Exercise instructions
Return the exact lines spanning from the line with "the patterned necktie" through the last line of the entries, boundaries included, and no others.

* BEGIN *

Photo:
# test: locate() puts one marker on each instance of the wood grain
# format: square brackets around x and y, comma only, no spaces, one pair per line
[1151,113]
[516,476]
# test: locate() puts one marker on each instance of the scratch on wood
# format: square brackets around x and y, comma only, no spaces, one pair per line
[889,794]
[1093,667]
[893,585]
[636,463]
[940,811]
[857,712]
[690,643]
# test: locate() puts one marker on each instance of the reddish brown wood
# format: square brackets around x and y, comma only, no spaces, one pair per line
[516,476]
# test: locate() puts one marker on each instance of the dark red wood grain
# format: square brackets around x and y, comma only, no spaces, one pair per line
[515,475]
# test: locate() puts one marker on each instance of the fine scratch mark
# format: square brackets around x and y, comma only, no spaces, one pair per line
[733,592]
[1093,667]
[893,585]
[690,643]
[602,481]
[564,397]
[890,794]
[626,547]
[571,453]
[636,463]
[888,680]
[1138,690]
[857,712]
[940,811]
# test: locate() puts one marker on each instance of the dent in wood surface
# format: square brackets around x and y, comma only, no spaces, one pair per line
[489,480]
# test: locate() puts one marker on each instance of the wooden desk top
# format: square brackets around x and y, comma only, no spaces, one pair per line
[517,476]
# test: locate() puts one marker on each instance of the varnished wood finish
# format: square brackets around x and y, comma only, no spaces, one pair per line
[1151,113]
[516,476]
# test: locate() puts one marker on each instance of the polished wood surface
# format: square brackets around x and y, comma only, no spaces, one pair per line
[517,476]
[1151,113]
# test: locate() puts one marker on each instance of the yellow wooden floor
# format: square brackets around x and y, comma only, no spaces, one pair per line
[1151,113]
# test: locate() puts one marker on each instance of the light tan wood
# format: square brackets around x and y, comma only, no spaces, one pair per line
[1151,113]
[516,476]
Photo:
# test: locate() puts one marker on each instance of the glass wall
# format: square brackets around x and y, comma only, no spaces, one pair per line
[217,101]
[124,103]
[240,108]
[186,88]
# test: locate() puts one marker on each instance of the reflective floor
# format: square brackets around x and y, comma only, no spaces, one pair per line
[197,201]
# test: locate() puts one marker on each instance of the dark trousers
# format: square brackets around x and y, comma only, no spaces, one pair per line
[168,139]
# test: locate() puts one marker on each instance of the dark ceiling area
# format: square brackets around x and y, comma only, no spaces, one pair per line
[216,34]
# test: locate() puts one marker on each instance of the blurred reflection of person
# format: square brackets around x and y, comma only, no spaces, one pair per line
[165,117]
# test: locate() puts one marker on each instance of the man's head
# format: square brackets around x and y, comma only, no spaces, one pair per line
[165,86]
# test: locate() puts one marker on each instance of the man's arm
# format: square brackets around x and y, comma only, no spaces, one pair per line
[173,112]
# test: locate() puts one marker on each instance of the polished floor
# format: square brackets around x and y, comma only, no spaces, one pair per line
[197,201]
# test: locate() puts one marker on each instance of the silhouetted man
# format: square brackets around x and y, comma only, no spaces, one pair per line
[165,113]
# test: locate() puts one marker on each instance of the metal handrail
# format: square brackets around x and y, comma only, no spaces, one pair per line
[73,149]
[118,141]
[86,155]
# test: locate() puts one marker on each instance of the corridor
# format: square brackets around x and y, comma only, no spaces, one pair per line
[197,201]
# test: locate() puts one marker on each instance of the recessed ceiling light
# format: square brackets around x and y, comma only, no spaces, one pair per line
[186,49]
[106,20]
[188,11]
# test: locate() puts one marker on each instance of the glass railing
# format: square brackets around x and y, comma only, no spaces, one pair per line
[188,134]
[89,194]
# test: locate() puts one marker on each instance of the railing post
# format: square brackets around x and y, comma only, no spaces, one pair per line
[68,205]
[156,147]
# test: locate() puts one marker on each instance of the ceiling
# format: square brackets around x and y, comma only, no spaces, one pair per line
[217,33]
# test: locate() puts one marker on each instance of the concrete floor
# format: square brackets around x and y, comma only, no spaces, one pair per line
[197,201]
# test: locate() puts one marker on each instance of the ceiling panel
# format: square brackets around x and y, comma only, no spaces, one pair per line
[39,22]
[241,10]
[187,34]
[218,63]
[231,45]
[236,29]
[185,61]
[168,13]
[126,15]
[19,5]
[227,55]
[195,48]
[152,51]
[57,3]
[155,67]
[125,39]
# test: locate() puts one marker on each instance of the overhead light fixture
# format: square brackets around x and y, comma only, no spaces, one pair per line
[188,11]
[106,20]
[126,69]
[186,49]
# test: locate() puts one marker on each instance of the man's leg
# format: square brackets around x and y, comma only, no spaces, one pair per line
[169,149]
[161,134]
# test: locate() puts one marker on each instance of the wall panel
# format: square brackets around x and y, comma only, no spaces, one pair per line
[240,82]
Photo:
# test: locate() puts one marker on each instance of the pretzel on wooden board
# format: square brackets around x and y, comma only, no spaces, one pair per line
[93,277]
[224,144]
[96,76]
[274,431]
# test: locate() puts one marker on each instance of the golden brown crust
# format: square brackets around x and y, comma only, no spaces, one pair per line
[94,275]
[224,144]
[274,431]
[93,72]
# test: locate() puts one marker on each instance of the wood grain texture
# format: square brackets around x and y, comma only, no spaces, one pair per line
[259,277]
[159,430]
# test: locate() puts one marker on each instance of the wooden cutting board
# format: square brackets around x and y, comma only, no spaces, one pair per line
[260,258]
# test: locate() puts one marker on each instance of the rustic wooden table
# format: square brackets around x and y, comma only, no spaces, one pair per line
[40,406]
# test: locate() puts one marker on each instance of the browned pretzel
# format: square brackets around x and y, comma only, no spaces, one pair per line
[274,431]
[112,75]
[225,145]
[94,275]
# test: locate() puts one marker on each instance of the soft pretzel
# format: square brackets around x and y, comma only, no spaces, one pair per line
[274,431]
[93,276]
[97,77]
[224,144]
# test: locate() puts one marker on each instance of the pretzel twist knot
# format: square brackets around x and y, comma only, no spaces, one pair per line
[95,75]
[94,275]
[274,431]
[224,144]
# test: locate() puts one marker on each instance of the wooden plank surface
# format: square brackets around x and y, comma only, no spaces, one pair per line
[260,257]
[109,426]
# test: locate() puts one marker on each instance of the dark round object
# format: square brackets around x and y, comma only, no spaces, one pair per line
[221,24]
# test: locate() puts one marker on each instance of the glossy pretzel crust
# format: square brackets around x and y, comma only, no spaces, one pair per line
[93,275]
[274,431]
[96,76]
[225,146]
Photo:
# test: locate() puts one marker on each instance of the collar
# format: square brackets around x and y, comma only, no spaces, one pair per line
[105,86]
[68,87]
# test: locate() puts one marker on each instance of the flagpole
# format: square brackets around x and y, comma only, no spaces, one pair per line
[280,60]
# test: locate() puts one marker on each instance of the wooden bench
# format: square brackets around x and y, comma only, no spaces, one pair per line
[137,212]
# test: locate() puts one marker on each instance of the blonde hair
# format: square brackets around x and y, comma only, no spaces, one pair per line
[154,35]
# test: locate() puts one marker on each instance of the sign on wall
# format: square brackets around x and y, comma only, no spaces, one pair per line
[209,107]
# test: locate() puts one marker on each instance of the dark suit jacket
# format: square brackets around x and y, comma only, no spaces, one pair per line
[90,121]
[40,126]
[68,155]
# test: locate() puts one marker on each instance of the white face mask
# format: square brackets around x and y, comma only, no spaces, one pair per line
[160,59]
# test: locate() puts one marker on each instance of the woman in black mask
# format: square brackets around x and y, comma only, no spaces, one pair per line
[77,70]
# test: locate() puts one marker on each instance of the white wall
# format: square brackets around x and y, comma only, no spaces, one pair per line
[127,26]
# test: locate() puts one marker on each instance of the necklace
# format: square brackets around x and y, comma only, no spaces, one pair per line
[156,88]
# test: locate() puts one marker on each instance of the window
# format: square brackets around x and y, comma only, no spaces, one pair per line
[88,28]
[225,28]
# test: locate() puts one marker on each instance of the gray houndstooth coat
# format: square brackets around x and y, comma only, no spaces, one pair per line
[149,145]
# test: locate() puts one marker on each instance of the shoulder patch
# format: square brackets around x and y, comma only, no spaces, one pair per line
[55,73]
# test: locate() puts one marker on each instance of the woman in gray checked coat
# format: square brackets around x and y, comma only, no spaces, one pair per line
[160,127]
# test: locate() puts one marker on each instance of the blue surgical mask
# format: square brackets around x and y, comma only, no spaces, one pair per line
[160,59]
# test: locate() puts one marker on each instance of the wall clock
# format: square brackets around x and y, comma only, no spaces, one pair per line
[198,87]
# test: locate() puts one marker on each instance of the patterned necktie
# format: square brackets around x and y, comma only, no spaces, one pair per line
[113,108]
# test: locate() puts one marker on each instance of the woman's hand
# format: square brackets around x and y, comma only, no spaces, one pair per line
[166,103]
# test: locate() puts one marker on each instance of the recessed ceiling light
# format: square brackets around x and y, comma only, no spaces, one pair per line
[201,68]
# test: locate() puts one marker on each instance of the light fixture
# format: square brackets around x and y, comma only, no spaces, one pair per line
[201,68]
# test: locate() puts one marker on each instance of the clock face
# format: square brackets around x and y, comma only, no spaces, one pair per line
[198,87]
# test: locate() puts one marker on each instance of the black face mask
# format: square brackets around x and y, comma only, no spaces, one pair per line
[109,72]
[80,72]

* END *

Solution
# test: locate() puts one marker on each instance of the patterned necktie
# format: square brackets around x and y, comma only, no spaces, one pair per line
[113,108]
# test: locate() puts one marker on each instance of the woman's hand
# format: square brackets around x and y, comma only, no spaces, one pair per line
[166,103]
# test: locate() puts one marker on each instance of the recessed ceiling light
# format: square brackets around x and y, comma only, no spaces, one pair per line
[201,68]
# test: locate() puts one marker on each instance of the light fixture
# format: square brackets around x and y, comma only, no spaces, one pair per line
[201,68]
# test: locate() puts one marker on each instance of the clock face
# format: square brackets around x and y, comma only, no spaces, one pair per line
[198,87]
# test: locate() puts one marker on each instance of the black face mask
# format: square brackets around x and y, comma only, no spaces, one pair per line
[109,72]
[80,72]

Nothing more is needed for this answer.